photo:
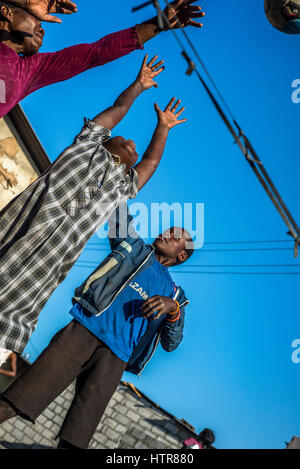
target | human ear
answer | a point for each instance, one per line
(182, 257)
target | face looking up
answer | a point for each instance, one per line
(172, 244)
(25, 30)
(123, 148)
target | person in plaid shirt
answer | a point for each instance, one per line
(45, 228)
(23, 70)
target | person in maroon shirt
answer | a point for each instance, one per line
(23, 70)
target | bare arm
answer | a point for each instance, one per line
(114, 114)
(42, 8)
(167, 119)
(179, 13)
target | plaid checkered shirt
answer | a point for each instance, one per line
(45, 228)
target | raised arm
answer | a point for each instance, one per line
(180, 13)
(42, 8)
(167, 119)
(145, 80)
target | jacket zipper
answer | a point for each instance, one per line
(158, 338)
(126, 283)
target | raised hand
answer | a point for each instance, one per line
(158, 304)
(150, 71)
(42, 9)
(180, 14)
(169, 117)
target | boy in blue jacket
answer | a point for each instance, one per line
(121, 312)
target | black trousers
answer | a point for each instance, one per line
(72, 353)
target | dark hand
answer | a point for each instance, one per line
(181, 13)
(160, 304)
(169, 117)
(150, 71)
(42, 8)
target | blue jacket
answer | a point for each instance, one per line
(128, 258)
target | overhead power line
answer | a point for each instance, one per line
(234, 128)
(216, 242)
(211, 250)
(215, 273)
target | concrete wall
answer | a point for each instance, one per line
(14, 165)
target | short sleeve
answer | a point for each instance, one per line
(86, 158)
(132, 181)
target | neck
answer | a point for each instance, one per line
(8, 38)
(163, 260)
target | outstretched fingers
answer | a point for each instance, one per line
(170, 105)
(152, 61)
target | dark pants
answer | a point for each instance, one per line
(72, 353)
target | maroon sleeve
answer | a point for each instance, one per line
(48, 68)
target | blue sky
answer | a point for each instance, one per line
(233, 371)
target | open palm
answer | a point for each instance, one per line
(169, 117)
(149, 71)
(182, 13)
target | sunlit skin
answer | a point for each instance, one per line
(170, 248)
(21, 31)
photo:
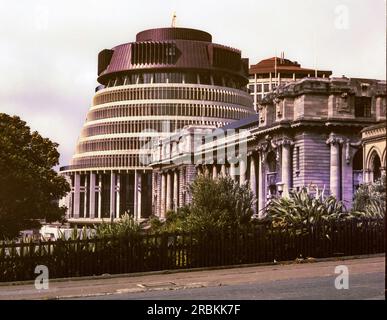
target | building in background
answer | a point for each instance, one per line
(267, 74)
(167, 79)
(374, 151)
(308, 133)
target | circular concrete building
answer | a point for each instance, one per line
(168, 79)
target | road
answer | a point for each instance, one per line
(288, 281)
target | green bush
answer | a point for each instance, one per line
(303, 208)
(370, 200)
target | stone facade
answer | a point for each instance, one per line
(374, 152)
(307, 133)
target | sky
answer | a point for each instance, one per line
(49, 49)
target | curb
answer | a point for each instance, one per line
(171, 271)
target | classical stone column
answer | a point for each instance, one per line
(334, 143)
(242, 170)
(163, 187)
(135, 194)
(223, 170)
(117, 191)
(175, 190)
(261, 185)
(169, 192)
(92, 196)
(286, 167)
(77, 194)
(85, 197)
(206, 171)
(139, 195)
(100, 196)
(112, 195)
(214, 172)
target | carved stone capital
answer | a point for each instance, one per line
(333, 139)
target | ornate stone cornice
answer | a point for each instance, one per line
(333, 139)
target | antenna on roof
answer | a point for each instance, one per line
(174, 17)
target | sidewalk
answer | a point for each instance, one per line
(127, 284)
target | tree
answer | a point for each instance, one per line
(303, 208)
(29, 186)
(370, 200)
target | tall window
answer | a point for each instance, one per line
(363, 107)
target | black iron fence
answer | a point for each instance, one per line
(149, 252)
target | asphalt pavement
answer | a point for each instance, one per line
(308, 280)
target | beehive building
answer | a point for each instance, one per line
(167, 79)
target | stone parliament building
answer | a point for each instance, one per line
(173, 105)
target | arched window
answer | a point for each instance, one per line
(375, 167)
(271, 174)
(357, 169)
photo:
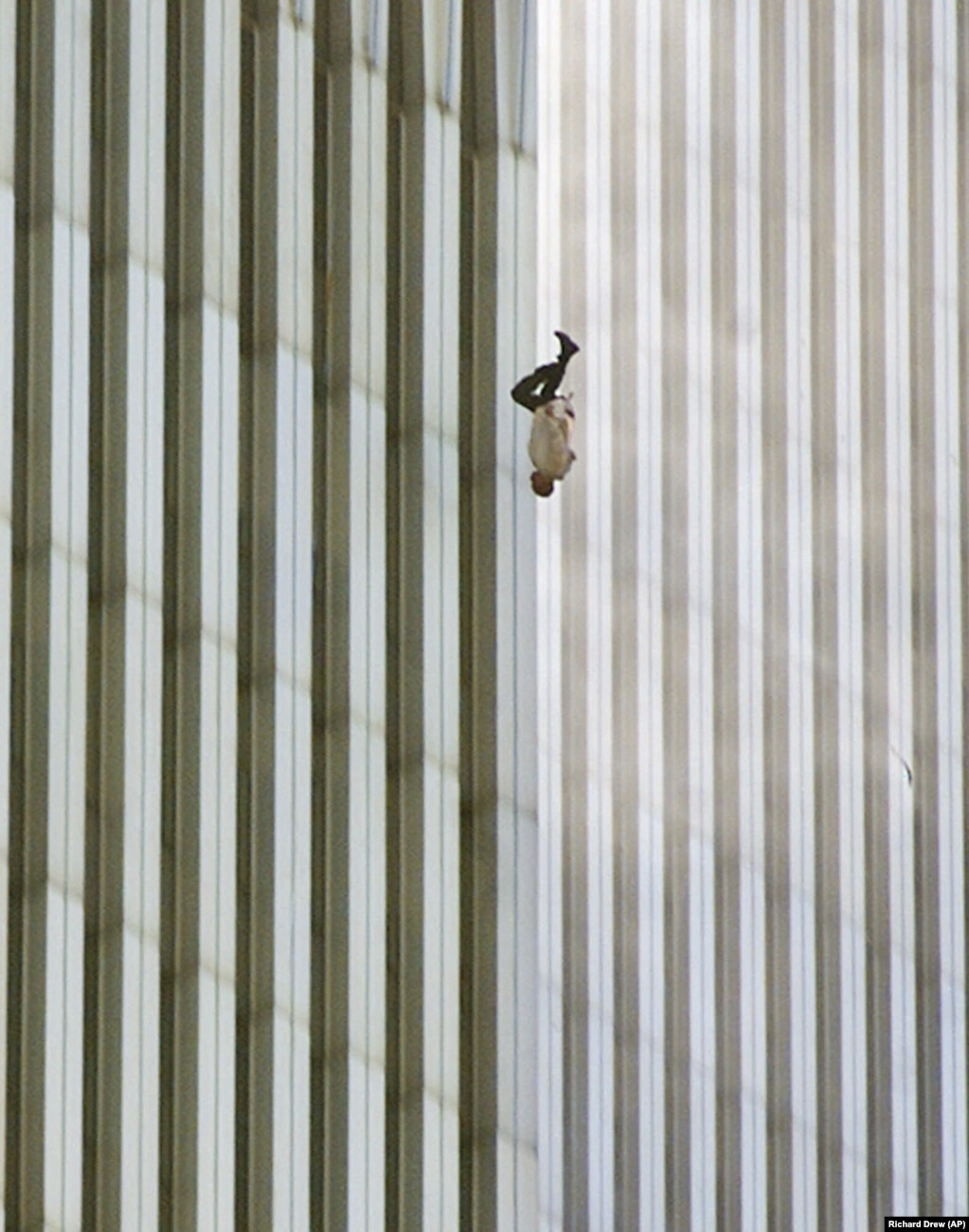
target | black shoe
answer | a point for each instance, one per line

- - -

§ Aim
Copy each line exactly, and leave the pictures out of your copy.

§ Output
photo:
target | human ear
answer | a point for each instance, one per line
(182, 257)
target | face looking up
answer | a point for each instance, one per line
(172, 244)
(25, 30)
(123, 148)
target | person in plaid shirt
answer | a point for each instance, one per line
(45, 228)
(23, 70)
target | person in maroon shirt
answer | a point for each instance, one per line
(23, 70)
target | bare arm
answer | a point for each instance, one per line
(114, 114)
(42, 8)
(167, 119)
(179, 13)
target | plaid checkered shirt
answer | a point for each instance, one per line
(45, 228)
target | raised arm
answer | a point for each instance, one per line
(180, 13)
(42, 8)
(167, 119)
(145, 80)
target | jacket zipper
answer | a point for each instance, one per line
(158, 338)
(126, 283)
target | raised hand
answer | a point for each instance, one per line
(158, 304)
(150, 71)
(42, 9)
(180, 14)
(169, 117)
target | boy in blue jacket
answer | a point for each instance, one per line
(121, 312)
target | black trousers
answer | a point for each instance, one per line
(72, 353)
target | dark hand
answer | a point for each instance, one per line
(181, 13)
(160, 304)
(169, 117)
(150, 71)
(42, 8)
target | blue jacket
answer | a point for each instance, one per line
(128, 258)
target | overhead power line
answer | a point for each instance, one per line
(234, 128)
(216, 242)
(211, 250)
(215, 273)
target | concrete wall
answer | a point for each instance, one per line
(14, 165)
target | short sleeve
answer | a point for each instance, one per line
(86, 158)
(132, 181)
target | neck
answer | a point for each instance, one per line
(8, 38)
(163, 260)
target | outstretched fingers
answer | a point for each instance, one per line
(170, 105)
(152, 61)
target | dark pants
answer | a point for each instance, one per line
(72, 353)
target | maroon sleeve
answer | a point for each instance, one per line
(48, 68)
target | blue sky
answer | a point for each instance, one per line
(233, 371)
target | open palm
answer | a point for each instance, one per line
(169, 117)
(149, 71)
(182, 13)
target | sunlit skin
answer | a point for each instance, one per line
(170, 248)
(21, 31)
photo:
target | building in background
answer | a point for each instance, one per line
(267, 74)
(167, 79)
(374, 151)
(308, 133)
target | circular concrete building
answer | a point for each instance, one per line
(168, 79)
target | road
answer | a point for each instance, one per line
(288, 281)
target | green bush
answer | a point for each instance, one per line
(303, 208)
(370, 200)
target | stone facade
answer | a point for each instance, one per line
(374, 152)
(307, 133)
target | sky
answer | a point for each instance, one per line
(49, 49)
target | curb
answer | a point for each instance, one per line
(171, 271)
target | classical stone column
answer | a point for each instance, one per line
(334, 143)
(242, 170)
(163, 187)
(135, 194)
(223, 170)
(117, 191)
(175, 190)
(261, 185)
(169, 192)
(92, 196)
(286, 167)
(77, 194)
(85, 197)
(206, 171)
(139, 195)
(100, 196)
(112, 195)
(214, 172)
target | carved stone capital
answer | a point for each instance, one per line
(333, 139)
target | ornate stone cornice
answer | a point for each instance, one per line
(333, 139)
target | antenna on roof
answer | a point for each instance, one per line
(174, 17)
target | sidewalk
answer | a point for each instance, one per line
(127, 284)
target | tree
answer | a point for each instance, one per line
(303, 208)
(29, 186)
(370, 200)
target | tall window
answer | a point for each instance, one per line
(363, 107)
target | black iron fence
answer | a point for each instance, one per line
(149, 252)
target | asphalt pavement
answer | a point for each instance, one per line
(308, 280)
target | beehive building
answer | a point for each instance, one per line
(167, 79)
target | stone parliament building
answer | a point for each instance, one per line
(173, 105)
target | arched window
answer | a point for each instance, one per line
(375, 167)
(271, 174)
(357, 169)
photo:
target | black shoe
answer | a point for each instance, one per line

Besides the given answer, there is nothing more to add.